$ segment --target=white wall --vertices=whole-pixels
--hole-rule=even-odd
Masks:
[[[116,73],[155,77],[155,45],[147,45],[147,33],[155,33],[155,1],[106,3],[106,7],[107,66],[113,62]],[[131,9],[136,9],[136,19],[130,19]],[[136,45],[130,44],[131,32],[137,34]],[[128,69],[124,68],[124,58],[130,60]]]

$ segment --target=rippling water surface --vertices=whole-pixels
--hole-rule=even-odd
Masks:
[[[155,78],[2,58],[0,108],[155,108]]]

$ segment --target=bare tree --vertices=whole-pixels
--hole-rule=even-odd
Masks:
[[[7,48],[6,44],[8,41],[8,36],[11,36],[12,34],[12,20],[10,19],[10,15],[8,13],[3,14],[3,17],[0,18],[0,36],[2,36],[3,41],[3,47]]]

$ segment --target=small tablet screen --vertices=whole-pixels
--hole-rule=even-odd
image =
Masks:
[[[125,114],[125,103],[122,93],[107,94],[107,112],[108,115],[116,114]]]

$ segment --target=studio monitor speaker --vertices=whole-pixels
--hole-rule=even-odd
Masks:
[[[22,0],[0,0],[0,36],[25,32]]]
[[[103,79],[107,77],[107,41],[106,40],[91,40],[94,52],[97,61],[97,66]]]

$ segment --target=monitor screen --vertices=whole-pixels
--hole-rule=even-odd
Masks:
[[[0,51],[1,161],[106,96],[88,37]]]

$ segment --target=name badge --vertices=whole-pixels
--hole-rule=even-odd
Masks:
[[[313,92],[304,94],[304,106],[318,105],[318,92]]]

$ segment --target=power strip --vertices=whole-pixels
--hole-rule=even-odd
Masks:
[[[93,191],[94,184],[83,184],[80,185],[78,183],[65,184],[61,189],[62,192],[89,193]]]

^^^^

Rewrite all of the items above, substituting "nonzero" for every occurrence of "even-odd" and leaving everything else unchanged.

- [Exercise solution]:
$ segment --target=white wall --vertices=whole-pixels
--hole-rule=nonzero
Masks:
[[[116,73],[155,77],[155,45],[147,45],[147,33],[155,33],[155,1],[106,3],[106,7],[107,66],[113,62]],[[131,9],[136,9],[136,19],[130,19]],[[136,45],[130,44],[131,32],[137,34]],[[128,69],[124,68],[124,58],[130,60]]]

$ segment --target=rippling water surface --vertices=whole-pixels
--hole-rule=nonzero
Masks:
[[[155,78],[2,58],[0,108],[155,108]]]

$ segment --target=bare tree --vertices=whole-pixels
--hole-rule=nonzero
Masks:
[[[7,48],[6,44],[8,41],[8,36],[11,36],[12,34],[12,20],[10,19],[10,15],[8,13],[3,14],[3,17],[0,18],[0,36],[2,36],[3,41],[3,47]]]

$ segment --target=small tablet screen --vertices=whole-pixels
--hole-rule=nonzero
image =
Masks:
[[[125,114],[125,103],[122,93],[107,94],[107,112],[108,115],[116,114]]]

$ segment --target=studio monitor speaker --vertices=whole-pixels
--hole-rule=nonzero
Masks:
[[[22,0],[0,0],[0,36],[25,32]]]
[[[103,79],[107,77],[107,41],[106,40],[91,40],[94,52],[97,61],[97,66]]]

$ segment --target=monitor screen --vertices=whole-pixels
--hole-rule=nonzero
Masks:
[[[0,51],[1,161],[106,96],[88,37]]]

$ segment --target=name badge --vertices=whole-pixels
--hole-rule=nonzero
Masks:
[[[313,92],[304,94],[304,106],[318,105],[318,92]]]

$ segment --target=power strip --vertices=whole-pixels
--hole-rule=nonzero
Masks:
[[[93,191],[94,184],[83,184],[80,185],[78,183],[65,184],[61,189],[62,192],[89,193]]]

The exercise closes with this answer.